KUTIPAN BACAAN
Rasulullah mampir di sebuah lembah ketika beliau bersama para
sahabatnya pulang dari perang Dzatur Riqa'. Rombongan singgah sejenak di
bawah rindangnya pepohonan, melepas penat, hingga ramai-ramai tidur di
tempat itu.
Saat itu Rasulullah
menggantungkan pedangnya di atas pohon, dan turut beristirahat
sebagaimana peserta perjalanan yang lain. Kala semua orang terlelap
itulah, kejadian tak terduga muncul.
Seorang
pria dari golongan musuh tiba-tiba datang, mencabut pedang Nabi yang
bertengger di pohon, lalu mengacungkannya ke leher Rasulullah. Dengan
tegas, anggota kaum Musyrikin ini menggertak, "Kau takut padaku?"
Rasulullah menjawab dengan tenang, "Tidak."
"Siapa yang melindungimu dari perbuatanku?"
"Allah," sahut Nabi.
Jawaban singkat Nabi itu ternyata membawa kekuatan luar biasa. Pedang si musuh jatuh hingga giliran Nabi mengambil pedang itu.
Selanjutnya Rasulullah bertanya, "Siapa yang melindungimu dari perbuatanku?"
Bisa
dibayangkan, betapa kalutnya mental si musuh. Setelah ia merasa gagah
menenteng senjata hendak menghabisi nyawa Nabi, kini tiba-tiba situasi
berbalik. Bayang-bayang kematian ada di depan mata.
"Jadilah engkau sebaik-baik orang yang melindungi," jawab musuh itu, memohon simpati dari Nabi.
"Maukah kau bersaksi bahwa tidak ada tuhan selain Allah dan aku adalah utusan Allah?" Nabi menawarkan.
"Tidak. Tapi aku berjanji tidak akan memerangimu, juga tidak bersekutu lagi dengan kubu yang memerangimu."
Orang
musyirik ini beruntung berhadapan dengan Rasulullah, manusia pilihan
yang bersih dari kotoran benci dan dendam. Orang tersebut dibebaskan
begitu saja oleh Nabi.
Cerita ini bisa kita baca di kitab Riyâdlus Shâlihîn, yang memaparkan jalur riwayat dari Imam Bukhari dan Imam Muslim.
Mengapa
Rasulullah melepaskan orang yang hampir saja menggorok lehernya? Jika
diamati, hadits tersebut mengungkap adanya janji dari orang yang tak mau
masuk Islam itu untuk benar-benar menghentikan permusuhan dengan kaum
Muslimin. Komitmen ini bisa dibaca sebagai kontrak sosial, dan Nabi
sangat menghormati sebuah janji meski potensi dikhianati tetap ada.
Hal
ini pula yang tampak ketika Rasulullah mentransformasi kota Yatsrib
menjadi Madinah. Secara bahasa madînah berarti tempat beradab. Makna ini
dicerminkan oleh Nabi dari keputusannya membangun konstitusi yang
menjamin kehidupan secara aman dan damai pluralitas penduduk di sana.

DAFTAR CATATAN
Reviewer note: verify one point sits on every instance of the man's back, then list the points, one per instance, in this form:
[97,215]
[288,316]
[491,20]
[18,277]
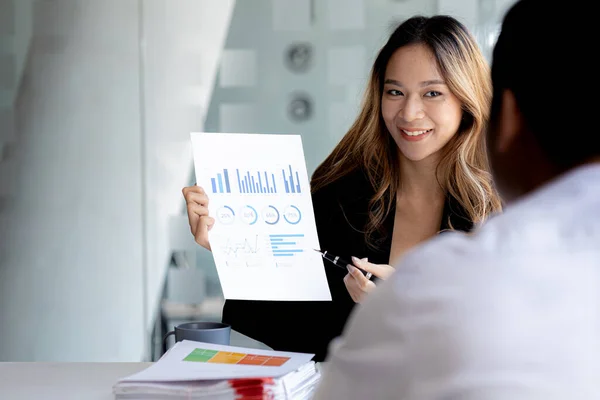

TUJUAN
• 1. Menurut kisah Rasulullah sepulang dari perang Dzatur Riqa', di kitab apa cerita ini bisa dibaca?
• 2. Teruskan kisah Rasulullah sepulang dari perang Dzatur Riqa' mulai dari kalimat terakhirnya.

JAWABAN YANG DIHARAPKAN
• 1. Di kitab Riyâdlus Shâlihîn.

• 2.
Konstitusi itulah yang dikenal sebagai "Piagam Madinah" (Mîtsaq Madînah). Piagam ini dibangun dari kesepakatan bersama (mu’âhadah)
atau dalam bahasa modern dikenal dengan kontrak sosial yang menjamin
kesamaan hak dan perlindungan terhadap seluruh anggota kesepakatan.
Artinya, konstitusi yang diagung-agungkan modernitas sebagai penanda
sistem politik yang maju dan rasional, telah dilakukan Nabi belasan abad
lalu.
Saat itu Madinah dihuni oleh penduduk
yang cukup plural. Ada kaum Muslim Muhajirin dan Ansor, suku Aus dan
Khajraj, serta suku-suku lain. Juga pemeluk agama Yahudi, Nasrani, dan
Majusi. Nabi sengaja membangun sistem berdasar perjanjian kolektif demi
terlindunginya hak-hak dasar seluruh warga tanpa terkecuali, mulai dari
hak hidup, hak kepemilikan, hingga hak diperlakukan adil tanpa
diskriminasi. Sebagaimana lazimnya konstitusi, para pelanggar dianggap
sebagai pengkhianat dan mendapat sanksi tertentu.
Rasulullah bersabda:
مَنْ قَتَلَ مُعَاهَدًا لَمْ يَرَحْ رَائِحَةَ الْجَنَّةِ وَإِنَّ رِيْحَهَا تُوْجَدُ مِنْ مَسِيْرَةِ أَرْبَعِيْنَ عَامًا
Artinya:
“Barangsiapa yang membunuh orang yang terikat perjanjian, maka ia tak
akan mencium bau surge. Sungguh bau surga itu tercium dari jarak
perjalanan 40 tahun.” (HR al-Bukhari)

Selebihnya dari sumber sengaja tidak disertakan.